# OBJECTIVE
Please return every one of the entries below word for word, changing nothing.

Location identification entries:
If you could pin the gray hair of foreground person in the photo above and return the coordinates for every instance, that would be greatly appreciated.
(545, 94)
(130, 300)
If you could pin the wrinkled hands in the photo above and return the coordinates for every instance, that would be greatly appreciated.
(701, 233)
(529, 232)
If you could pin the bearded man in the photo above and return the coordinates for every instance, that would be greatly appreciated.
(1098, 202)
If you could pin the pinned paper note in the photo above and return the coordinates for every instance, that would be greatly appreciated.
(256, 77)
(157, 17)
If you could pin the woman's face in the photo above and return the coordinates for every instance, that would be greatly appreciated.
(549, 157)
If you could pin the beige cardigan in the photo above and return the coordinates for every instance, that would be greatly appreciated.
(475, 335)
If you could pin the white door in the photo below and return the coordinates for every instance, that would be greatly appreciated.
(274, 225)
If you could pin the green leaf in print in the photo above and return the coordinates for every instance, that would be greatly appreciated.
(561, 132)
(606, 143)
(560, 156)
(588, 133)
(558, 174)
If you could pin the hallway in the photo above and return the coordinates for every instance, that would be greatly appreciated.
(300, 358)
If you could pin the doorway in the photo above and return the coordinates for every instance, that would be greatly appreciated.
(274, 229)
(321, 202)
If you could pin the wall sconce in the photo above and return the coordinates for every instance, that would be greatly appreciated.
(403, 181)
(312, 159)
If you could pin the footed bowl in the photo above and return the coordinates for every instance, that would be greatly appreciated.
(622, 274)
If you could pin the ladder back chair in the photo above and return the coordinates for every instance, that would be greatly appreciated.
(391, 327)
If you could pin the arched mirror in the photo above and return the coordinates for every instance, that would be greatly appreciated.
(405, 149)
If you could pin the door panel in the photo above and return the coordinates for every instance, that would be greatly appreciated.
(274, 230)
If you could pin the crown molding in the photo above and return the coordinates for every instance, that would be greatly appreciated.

# EXERCISE OUTPUT
If you could pin the gray hair of foreground person in the photo above and return the coordinates for every instance, that would be greatly appreciated.
(545, 94)
(130, 300)
If you could pin the wrinkled hands in the photo above and return the coordinates for every instance, that would be greatly appreciated.
(701, 233)
(529, 232)
If you could pin the bearded man in the photo above and return the coordinates for every instance, that would be greatly appreciated.
(1098, 202)
If you could pin the pinned paper note in the photo above and return the coordinates for every instance, that would be greatly appreciated.
(256, 77)
(157, 17)
If you could pin the woman's face in the photo above and return the coordinates for every instance, that would be greatly appreciated.
(549, 157)
If you could pin the beige cardigan in the photo above and return the coordinates for every instance, that would be greatly appreciated.
(475, 335)
If you could pin the white door in the photo below and return the coordinates for every instance, that would be greatly appreciated.
(274, 225)
If you could pin the green leaf in print in the photo above and return the coordinates for every instance, that would be greatly appreciated.
(561, 132)
(606, 143)
(560, 156)
(588, 133)
(558, 174)
If you could pin the hallway in the photo above and return the coordinates for every instance, that would be greatly appreciated.
(300, 358)
If you could pin the doorway in the photo above and return the coordinates for every instance, that would be greatly appreciated.
(274, 229)
(321, 202)
If you could pin the wall sconce in the photo above and return the coordinates for every instance, that would be greatly appreciated.
(403, 181)
(312, 159)
If you could pin the footed bowl in the photo above and return the coordinates for every instance, that would be greatly appreciated.
(622, 274)
If you could pin the ladder back chair in the photo above and return the coordinates for every instance, that would be greatly appreciated.
(391, 327)
If you could pin the arched mirror in the photo above and return the coordinates for every instance, that would be greatly appreciated.
(405, 149)
If you could pin the door panel in the photo above and return the coordinates for every instance, that would be greatly appreciated.
(274, 230)
If you could pin the crown molding in the photo above and return the coordinates for every instance, that would be greatly appreciated.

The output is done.